▶ _Given request_
Render the records as a two-column CSV with the headers entry_text and pins, starting at the line containing "treeline in this photo." and ending at the end of the records. Give one row per record, with its text and its answer each in one quoted field and any line breaks turned into spaces.

-- start Supplied information --

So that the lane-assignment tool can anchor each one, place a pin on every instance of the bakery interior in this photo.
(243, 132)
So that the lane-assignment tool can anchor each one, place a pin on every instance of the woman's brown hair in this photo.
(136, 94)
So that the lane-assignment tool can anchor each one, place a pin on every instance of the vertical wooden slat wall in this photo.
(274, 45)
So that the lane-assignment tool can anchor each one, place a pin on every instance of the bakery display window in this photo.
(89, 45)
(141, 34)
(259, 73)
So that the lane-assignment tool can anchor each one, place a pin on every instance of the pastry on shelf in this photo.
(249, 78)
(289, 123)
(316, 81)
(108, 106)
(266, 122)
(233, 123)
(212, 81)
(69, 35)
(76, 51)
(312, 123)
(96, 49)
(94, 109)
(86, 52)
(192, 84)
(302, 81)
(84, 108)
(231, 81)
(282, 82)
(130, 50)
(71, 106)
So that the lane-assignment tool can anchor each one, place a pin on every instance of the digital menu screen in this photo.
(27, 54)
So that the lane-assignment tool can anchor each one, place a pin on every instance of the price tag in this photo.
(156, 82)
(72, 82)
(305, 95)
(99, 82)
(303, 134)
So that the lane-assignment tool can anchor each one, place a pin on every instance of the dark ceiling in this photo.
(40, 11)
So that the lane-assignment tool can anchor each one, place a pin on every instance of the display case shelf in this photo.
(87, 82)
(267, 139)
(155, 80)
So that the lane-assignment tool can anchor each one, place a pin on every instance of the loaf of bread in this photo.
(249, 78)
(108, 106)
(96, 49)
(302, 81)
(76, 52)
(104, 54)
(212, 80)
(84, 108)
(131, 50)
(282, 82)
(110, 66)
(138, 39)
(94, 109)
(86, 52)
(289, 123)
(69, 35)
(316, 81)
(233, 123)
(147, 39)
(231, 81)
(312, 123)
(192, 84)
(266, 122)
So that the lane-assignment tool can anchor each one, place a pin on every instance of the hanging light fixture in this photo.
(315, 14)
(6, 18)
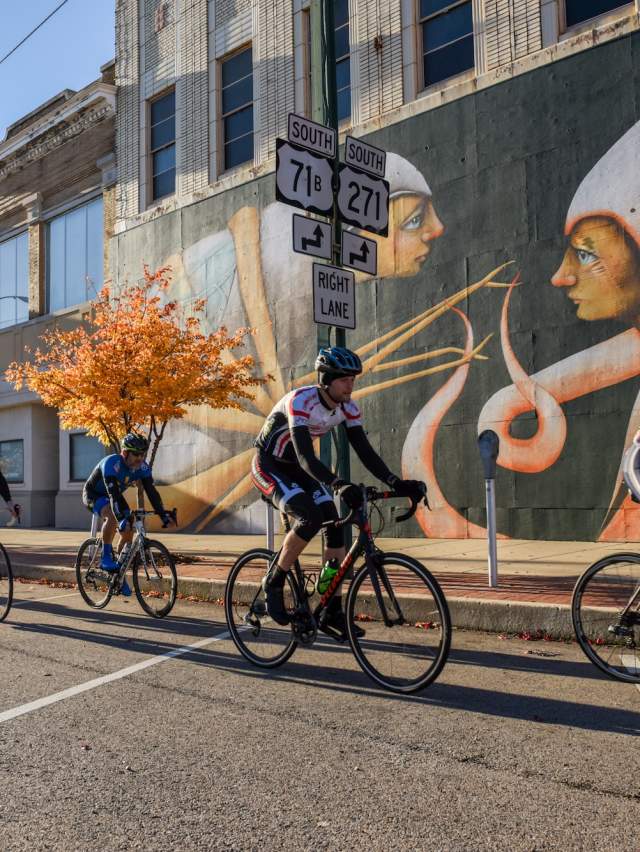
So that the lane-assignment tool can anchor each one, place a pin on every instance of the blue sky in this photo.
(65, 53)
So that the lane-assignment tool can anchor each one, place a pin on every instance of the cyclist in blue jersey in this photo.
(103, 494)
(290, 475)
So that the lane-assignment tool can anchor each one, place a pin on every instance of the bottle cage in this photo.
(631, 468)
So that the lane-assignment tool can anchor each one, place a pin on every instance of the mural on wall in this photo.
(236, 270)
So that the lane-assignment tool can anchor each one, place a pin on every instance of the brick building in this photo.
(57, 210)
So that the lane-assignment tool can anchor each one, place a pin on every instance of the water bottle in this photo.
(329, 571)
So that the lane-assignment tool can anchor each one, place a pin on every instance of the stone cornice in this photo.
(88, 107)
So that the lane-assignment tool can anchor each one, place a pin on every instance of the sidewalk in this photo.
(535, 578)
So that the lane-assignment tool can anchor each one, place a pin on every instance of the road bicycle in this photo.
(392, 596)
(151, 565)
(605, 610)
(6, 577)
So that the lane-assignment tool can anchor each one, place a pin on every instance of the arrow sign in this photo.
(312, 237)
(359, 253)
(303, 179)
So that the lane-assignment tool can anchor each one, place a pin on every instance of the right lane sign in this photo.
(359, 253)
(334, 300)
(363, 200)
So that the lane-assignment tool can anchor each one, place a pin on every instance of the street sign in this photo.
(303, 179)
(363, 200)
(364, 156)
(316, 137)
(334, 300)
(359, 253)
(312, 237)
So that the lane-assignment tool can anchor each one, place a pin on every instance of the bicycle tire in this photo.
(138, 567)
(599, 592)
(425, 634)
(6, 583)
(246, 614)
(89, 577)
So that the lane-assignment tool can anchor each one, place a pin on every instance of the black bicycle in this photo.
(605, 610)
(6, 576)
(393, 597)
(152, 567)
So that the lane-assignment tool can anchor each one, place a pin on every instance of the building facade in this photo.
(57, 214)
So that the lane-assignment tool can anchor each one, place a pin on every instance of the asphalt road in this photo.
(518, 746)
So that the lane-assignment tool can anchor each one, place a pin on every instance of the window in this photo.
(75, 255)
(84, 454)
(577, 11)
(14, 280)
(237, 108)
(447, 39)
(343, 59)
(162, 145)
(12, 460)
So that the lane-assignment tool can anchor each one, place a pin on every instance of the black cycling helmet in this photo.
(132, 442)
(335, 362)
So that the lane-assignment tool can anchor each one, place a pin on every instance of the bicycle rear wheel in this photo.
(408, 653)
(94, 584)
(258, 638)
(6, 584)
(154, 579)
(610, 639)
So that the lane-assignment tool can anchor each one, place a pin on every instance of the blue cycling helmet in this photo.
(132, 442)
(335, 362)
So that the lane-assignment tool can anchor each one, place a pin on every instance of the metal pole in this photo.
(270, 527)
(492, 532)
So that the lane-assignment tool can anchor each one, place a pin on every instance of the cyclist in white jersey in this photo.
(290, 475)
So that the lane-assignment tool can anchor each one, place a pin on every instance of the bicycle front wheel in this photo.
(94, 584)
(258, 638)
(406, 621)
(605, 610)
(154, 579)
(6, 584)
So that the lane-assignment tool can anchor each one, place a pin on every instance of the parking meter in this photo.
(489, 446)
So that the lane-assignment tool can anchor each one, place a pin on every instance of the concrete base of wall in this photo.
(70, 511)
(38, 507)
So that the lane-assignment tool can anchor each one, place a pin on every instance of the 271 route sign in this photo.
(303, 179)
(363, 200)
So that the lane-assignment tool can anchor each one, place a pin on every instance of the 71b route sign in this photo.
(303, 179)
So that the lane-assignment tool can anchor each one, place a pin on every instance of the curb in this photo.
(489, 616)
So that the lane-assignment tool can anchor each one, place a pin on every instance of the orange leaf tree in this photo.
(137, 363)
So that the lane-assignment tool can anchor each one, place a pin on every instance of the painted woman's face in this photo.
(601, 272)
(413, 224)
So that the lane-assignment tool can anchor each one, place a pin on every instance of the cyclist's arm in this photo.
(367, 455)
(119, 505)
(309, 462)
(153, 494)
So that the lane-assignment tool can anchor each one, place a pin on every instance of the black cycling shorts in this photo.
(292, 490)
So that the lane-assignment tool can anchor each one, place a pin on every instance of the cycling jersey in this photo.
(111, 477)
(302, 415)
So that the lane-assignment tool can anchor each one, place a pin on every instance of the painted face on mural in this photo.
(601, 271)
(413, 225)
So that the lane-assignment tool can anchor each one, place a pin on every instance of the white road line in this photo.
(23, 709)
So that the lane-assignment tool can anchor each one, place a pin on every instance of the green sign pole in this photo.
(324, 101)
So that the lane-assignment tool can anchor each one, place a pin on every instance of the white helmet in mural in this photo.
(612, 187)
(404, 178)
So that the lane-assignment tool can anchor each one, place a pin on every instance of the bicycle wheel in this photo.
(258, 638)
(609, 638)
(6, 583)
(94, 584)
(154, 579)
(409, 653)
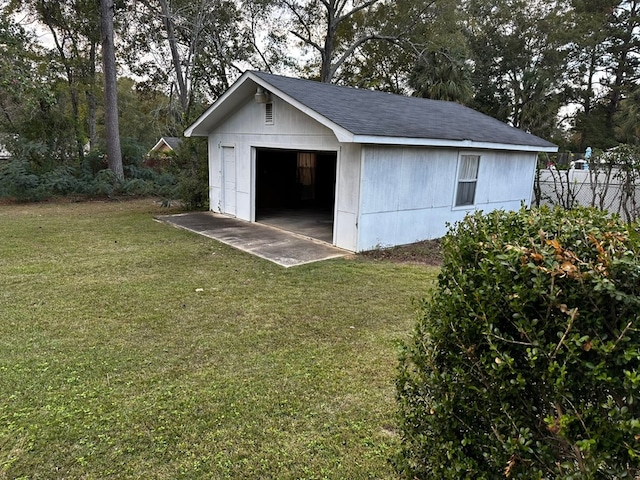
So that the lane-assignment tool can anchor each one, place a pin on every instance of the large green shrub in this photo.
(524, 363)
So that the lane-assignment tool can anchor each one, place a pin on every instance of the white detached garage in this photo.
(387, 169)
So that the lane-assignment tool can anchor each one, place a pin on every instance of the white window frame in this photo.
(462, 178)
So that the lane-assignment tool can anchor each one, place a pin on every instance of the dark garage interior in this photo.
(295, 191)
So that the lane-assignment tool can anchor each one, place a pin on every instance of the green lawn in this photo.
(114, 365)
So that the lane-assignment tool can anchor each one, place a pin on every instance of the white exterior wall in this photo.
(246, 130)
(408, 193)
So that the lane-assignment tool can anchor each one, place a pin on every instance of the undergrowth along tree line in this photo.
(525, 363)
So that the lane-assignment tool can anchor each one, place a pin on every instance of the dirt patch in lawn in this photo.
(427, 252)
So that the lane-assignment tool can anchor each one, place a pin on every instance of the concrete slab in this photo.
(281, 247)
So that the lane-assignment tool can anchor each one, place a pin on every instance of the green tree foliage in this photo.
(525, 362)
(442, 75)
(23, 87)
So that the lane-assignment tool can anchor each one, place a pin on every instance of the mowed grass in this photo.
(114, 365)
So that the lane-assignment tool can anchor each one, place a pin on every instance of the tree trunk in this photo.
(91, 98)
(175, 56)
(114, 154)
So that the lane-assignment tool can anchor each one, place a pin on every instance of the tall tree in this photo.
(114, 154)
(73, 26)
(195, 48)
(336, 30)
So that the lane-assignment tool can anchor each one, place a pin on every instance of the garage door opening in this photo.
(295, 191)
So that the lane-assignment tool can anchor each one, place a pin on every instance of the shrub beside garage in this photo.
(524, 362)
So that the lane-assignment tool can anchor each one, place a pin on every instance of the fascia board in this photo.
(434, 142)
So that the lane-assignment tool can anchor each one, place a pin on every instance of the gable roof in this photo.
(367, 116)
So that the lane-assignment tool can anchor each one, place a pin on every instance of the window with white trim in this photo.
(468, 166)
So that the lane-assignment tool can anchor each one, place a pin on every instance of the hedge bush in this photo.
(524, 363)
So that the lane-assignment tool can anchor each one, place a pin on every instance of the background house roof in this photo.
(171, 142)
(368, 116)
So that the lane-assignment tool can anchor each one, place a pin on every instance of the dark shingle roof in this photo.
(374, 113)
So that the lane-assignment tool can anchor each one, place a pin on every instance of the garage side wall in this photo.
(408, 193)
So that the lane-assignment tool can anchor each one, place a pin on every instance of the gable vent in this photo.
(268, 113)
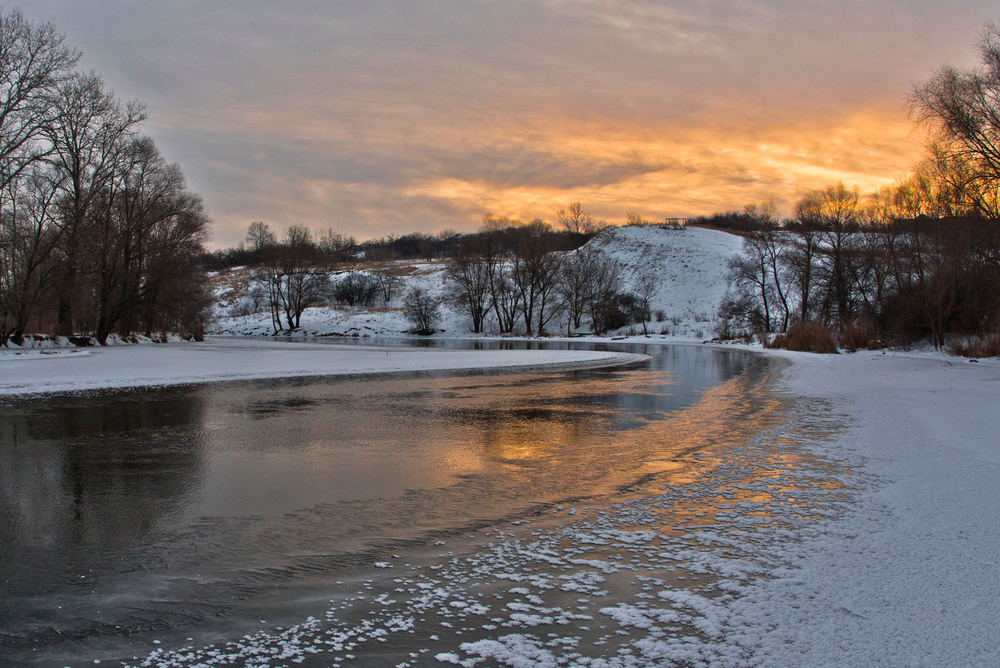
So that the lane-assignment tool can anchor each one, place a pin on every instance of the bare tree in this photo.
(260, 236)
(576, 220)
(963, 107)
(422, 310)
(89, 132)
(535, 273)
(468, 278)
(645, 285)
(577, 270)
(34, 62)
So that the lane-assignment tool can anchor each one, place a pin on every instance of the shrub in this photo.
(806, 336)
(981, 346)
(860, 334)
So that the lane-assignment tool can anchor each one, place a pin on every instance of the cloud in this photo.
(390, 117)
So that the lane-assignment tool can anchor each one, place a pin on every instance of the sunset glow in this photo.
(400, 117)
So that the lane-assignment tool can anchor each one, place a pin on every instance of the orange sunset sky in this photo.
(379, 118)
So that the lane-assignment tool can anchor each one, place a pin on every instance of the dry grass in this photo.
(810, 337)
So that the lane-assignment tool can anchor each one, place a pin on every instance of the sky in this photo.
(384, 118)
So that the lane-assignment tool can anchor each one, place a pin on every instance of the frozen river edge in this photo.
(858, 529)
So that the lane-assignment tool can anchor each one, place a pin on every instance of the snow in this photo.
(691, 264)
(853, 522)
(225, 359)
(855, 527)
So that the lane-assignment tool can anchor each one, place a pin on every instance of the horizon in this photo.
(392, 119)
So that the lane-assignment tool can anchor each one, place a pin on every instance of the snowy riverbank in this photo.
(225, 359)
(908, 575)
(853, 524)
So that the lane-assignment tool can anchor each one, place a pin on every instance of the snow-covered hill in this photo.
(690, 263)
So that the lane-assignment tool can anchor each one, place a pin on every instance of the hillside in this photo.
(691, 264)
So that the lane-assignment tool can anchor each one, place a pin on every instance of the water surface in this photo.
(129, 511)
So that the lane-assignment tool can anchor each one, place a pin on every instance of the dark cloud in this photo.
(390, 116)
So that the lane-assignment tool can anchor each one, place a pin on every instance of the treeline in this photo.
(98, 233)
(918, 260)
(509, 277)
(866, 272)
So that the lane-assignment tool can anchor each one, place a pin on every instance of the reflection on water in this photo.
(121, 510)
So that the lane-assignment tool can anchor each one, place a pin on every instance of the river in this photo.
(190, 512)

-- end Supplied information --

▶ _Result_
entry_text,pins
"So that the lane-assignment tool can anchor each one, place a pin on every instance of the treeline in this photo.","(98, 233) (918, 260) (509, 277) (866, 272)"
"So that the lane-assignment tool can anchor each one, place a pin on every instance of the reflection on water in this photo.","(121, 510)"
"So that the lane-assignment tool can anchor each one, place a pin on every instance of the river in this photo.","(190, 512)"